*ИСХОДНЫЙ ТЕКСТ*

>>

Свою художественную эволюцию в парижский период Винсент сам характеризовал просто и сдержанно (в письмах к сестре и к Ливенсу); говорил, что отложил работу над фигурами из-за невозможности нанимать натурщиков, но зато усиленно совершенствуется в колорите, пишет много натюрмортов с цветами, рассматривая
А вместе с тем — уже в этих же самых письмах звучат какие-то новые, немыслимые для прежнего Винсента интонации усталого скепсиса. Он, например, не советует сестре слишком серьезно относиться к учению, книгам, искусству — лучше побольше развлекаться, бесхитростно наслаждаться жизнью [28] . «Бывают периоды, когда искусство вовсе не кажется мне чем-то святым и возвышенным» (п. В-1).
Комментаторы писем Ван Гога отмечают с удивлением странную метаморфозу: насколько прежде, будучи еще «дебютантом», Ван Гог пламенно верил в себя, а в искусстве искал «грандиозного» (по выражению Раппарда), настолько во французский период он становится поразительно скромен, говорит о своих работах, в том числе о тех, что ныне заслуженно считаются шедеврами, в легком тоне, почти небрежно, чуть ли не как о средстве «занять время».
28
Виллемина, видимо, как и сам Винсент, относилась ко всему серьезно. Впоследствии она была участницей феминистского движения в Голландии. Но, как и ее братья, она стала жертвой душевного заболевания и кончила жизнь в убежище, дожив там до глубокой старости. Она умерла в 1941 году.
Это не может объясняться неспособностью Ван Гога к верной самооценке. Он отлично сознавал, что стал настоящим мастером своего дела, да и занимался им с еще большим рвением и самозабвенностью. Его «скромность» — результат того, что пошатнулась его вера в апостольскую социальную миссию искусства, как он ее прежде понимал. Здесь и крылась его парижская трагедия. Он получил прививку скептицизма, органически чуждого серьезной, страстной натуре проповедника, хотя оправдываемого его проницательным аналитическим умом. Болезненное противоречие, способное привести к расщеплению личности. И если уж искать внебиологические причины таинственного недуга Ван Гога, то в этом.

<<

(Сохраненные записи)
>>

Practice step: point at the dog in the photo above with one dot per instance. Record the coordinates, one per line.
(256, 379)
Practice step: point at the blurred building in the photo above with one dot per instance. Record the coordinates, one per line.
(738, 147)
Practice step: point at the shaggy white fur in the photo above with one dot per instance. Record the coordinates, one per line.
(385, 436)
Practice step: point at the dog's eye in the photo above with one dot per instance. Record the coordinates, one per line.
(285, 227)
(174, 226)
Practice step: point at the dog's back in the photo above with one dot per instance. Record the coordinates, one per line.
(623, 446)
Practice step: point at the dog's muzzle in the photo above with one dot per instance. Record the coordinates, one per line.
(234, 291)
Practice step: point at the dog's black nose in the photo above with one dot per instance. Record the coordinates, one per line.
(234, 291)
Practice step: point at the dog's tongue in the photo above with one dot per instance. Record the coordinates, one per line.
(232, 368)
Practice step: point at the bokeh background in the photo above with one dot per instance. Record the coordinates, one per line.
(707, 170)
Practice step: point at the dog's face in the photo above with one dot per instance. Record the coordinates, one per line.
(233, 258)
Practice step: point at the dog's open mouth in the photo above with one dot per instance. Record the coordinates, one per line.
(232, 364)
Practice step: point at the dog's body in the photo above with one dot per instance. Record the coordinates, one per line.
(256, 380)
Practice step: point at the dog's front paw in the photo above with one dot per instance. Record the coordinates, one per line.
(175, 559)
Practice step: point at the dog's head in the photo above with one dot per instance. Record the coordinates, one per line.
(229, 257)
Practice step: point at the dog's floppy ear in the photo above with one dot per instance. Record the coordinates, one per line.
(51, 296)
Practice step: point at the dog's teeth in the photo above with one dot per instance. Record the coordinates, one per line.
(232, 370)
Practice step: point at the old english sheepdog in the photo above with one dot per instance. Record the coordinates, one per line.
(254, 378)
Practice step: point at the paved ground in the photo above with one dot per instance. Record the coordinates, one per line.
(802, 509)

<<

*ОБЯЗАТЕЛЬНЫЕ ЗАДАНИЯ*
a) Замените «в Голландии» на «в Нидерландах» во фрагменте текста о парижском периоде Ван Гога, который начинается со слов «Комментаторы писем Ван» и заканчивается словами «в 1941 году.», и приведите этот фрагмент целиком.
b) Перечислите всех людей, которых текст о парижском периоде Ван Гога называет по имени или фамилии.

*ОТВЕТЫ К УПРАЖНЕНИЮ*
a)
Комментаторы писем Ван Гога отмечают с удивлением странную метаморфозу: насколько прежде, будучи еще «дебютантом», Ван Гог пламенно верил в себя, а в искусстве искал «грандиозного» (по выражению Раппарда), настолько во французский период он становится поразительно скромен, говорит о своих работах, в том числе о тех, что ныне заслуженно считаются шедеврами, в легком тоне, почти небрежно, чуть ли не как о средстве «занять время».
28
Виллемина, видимо, как и сам Винсент, относилась ко всему серьезно. Впоследствии она была участницей феминистского движения в Нидерландах. Но, как и ее братья, она стала жертвой душевного заболевания и кончила жизнь в убежище, дожив там до глубокой старости. Она умерла в 1941 году.

b) Винсент Ван Гог, Ливенс, Раппард, Виллемина.